Short task |
Please find every line below that contains the word "between" and copy each of those lines in full. Case counts, so only matches with the same capitalization qualify.
[begin Stored rows]
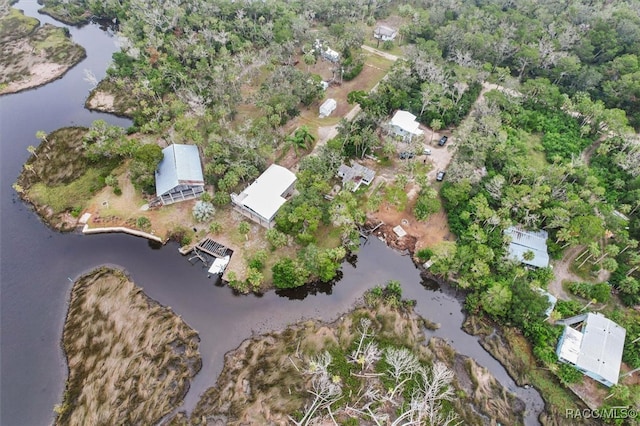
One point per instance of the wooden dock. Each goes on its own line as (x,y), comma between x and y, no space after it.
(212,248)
[end Stored rows]
[begin Stored rows]
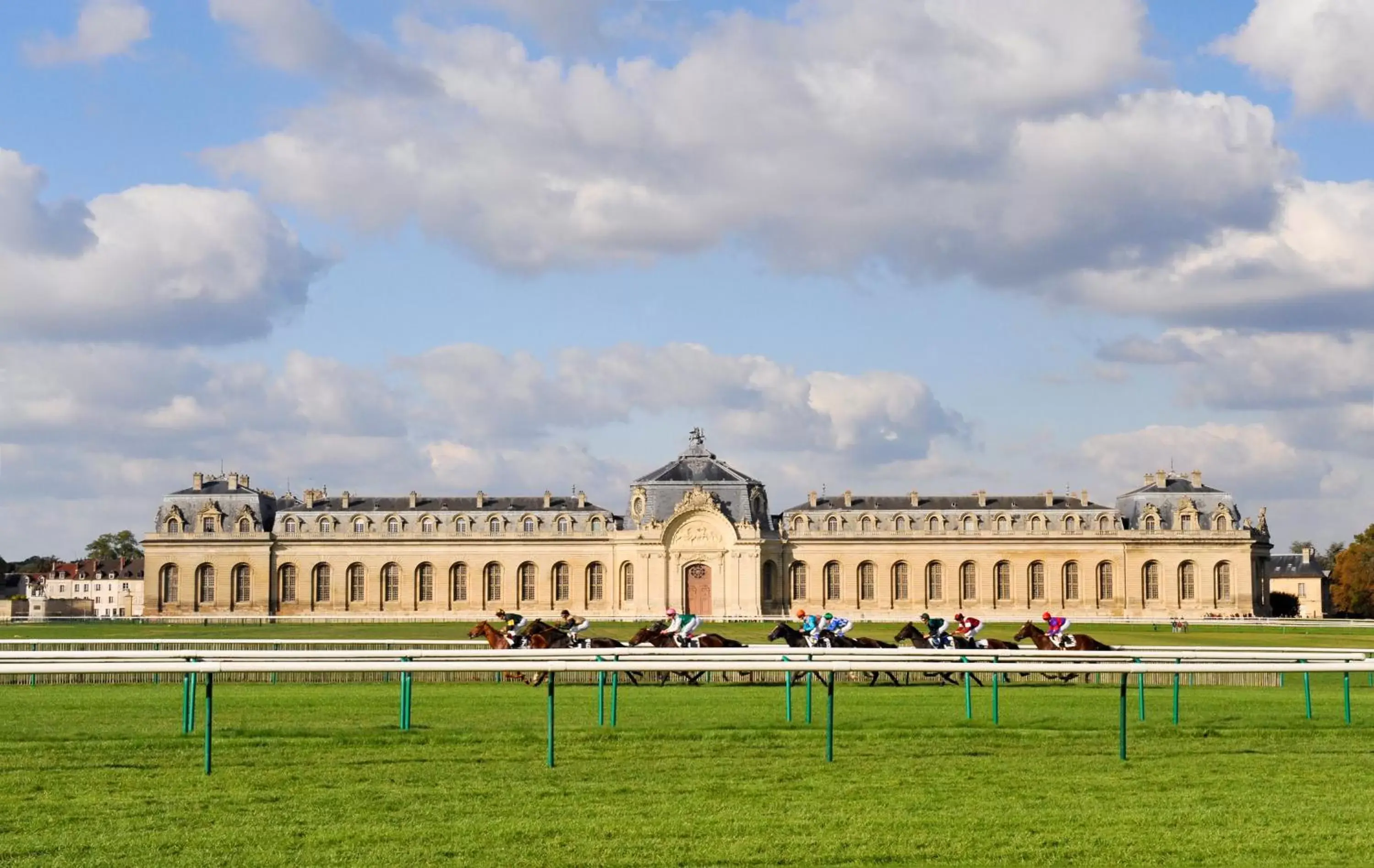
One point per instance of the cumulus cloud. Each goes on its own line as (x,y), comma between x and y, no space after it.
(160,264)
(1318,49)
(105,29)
[end Stored rows]
Result below |
One point per instance of the wooden dock. Each goes on its own line as (x,y), comma between x and y, no space after it.
One point per instance of the cumulus cloud. Each goes on its own line as (x,y), comma between x and y, no space after it.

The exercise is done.